Aim:
Switch "balcony" to "terrace" in everything from the start of the items down through the line containing "185 103 L 185", and give those lines again with nothing else changed.

# START OF Task data

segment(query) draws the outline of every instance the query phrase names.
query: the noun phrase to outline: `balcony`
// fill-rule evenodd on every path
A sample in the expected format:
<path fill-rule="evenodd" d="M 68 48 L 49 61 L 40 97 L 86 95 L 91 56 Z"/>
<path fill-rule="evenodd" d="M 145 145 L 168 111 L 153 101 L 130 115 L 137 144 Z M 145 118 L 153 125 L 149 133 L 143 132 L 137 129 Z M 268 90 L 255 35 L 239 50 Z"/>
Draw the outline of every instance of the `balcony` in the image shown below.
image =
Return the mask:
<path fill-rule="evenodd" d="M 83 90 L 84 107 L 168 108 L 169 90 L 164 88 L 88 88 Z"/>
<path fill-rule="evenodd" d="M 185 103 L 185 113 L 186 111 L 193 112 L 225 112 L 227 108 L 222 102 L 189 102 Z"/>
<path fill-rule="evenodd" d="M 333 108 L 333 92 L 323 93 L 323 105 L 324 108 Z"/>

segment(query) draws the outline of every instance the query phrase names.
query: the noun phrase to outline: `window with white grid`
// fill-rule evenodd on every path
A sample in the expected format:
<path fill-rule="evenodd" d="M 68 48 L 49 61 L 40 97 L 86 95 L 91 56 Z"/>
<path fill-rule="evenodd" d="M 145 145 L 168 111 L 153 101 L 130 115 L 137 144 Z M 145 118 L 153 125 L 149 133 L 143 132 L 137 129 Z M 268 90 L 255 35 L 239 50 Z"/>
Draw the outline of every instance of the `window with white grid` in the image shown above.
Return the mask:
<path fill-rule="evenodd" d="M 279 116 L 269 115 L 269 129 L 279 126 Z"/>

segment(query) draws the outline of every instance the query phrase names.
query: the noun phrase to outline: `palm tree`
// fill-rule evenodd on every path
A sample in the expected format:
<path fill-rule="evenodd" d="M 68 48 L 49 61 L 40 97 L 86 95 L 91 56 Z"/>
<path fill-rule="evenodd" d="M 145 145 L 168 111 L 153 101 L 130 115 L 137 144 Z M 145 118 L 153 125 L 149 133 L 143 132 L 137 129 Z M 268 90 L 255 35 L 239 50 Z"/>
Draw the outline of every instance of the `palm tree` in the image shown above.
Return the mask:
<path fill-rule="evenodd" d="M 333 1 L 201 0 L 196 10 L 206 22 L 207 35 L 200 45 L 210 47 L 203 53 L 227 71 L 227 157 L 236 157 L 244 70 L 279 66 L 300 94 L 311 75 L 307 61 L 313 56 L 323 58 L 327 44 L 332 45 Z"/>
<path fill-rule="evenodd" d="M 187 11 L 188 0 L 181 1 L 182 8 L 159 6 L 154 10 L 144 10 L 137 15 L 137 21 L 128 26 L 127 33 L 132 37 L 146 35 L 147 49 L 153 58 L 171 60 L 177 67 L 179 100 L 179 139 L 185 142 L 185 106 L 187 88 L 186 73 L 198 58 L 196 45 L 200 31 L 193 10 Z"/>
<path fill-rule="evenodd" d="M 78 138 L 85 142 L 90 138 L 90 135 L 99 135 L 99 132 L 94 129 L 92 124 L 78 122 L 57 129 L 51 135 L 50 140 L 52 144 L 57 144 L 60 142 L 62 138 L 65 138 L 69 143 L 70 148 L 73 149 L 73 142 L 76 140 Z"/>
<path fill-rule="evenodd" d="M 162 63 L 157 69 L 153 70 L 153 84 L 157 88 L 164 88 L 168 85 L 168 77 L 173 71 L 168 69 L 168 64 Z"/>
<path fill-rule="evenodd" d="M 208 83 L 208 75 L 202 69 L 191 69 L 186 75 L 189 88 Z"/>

# END OF Task data

Result of this task:
segment(query) draws the outline of every instance the query phrase names.
query: the noun phrase to outline: `terrace`
// fill-rule evenodd on every path
A sample in the expected format:
<path fill-rule="evenodd" d="M 68 48 L 49 61 L 40 97 L 86 95 L 91 56 Z"/>
<path fill-rule="evenodd" d="M 145 145 L 168 111 L 153 101 L 130 115 L 137 144 Z M 145 118 L 153 125 L 149 133 L 143 132 L 137 129 Z M 268 90 L 255 35 L 239 50 Z"/>
Draw the outline of every instance of the `terrace` in the image shown below.
image =
Return the mask:
<path fill-rule="evenodd" d="M 83 90 L 84 107 L 168 108 L 169 90 L 164 88 L 88 88 Z"/>
<path fill-rule="evenodd" d="M 185 103 L 185 113 L 186 111 L 193 112 L 225 112 L 227 108 L 222 102 L 189 102 Z"/>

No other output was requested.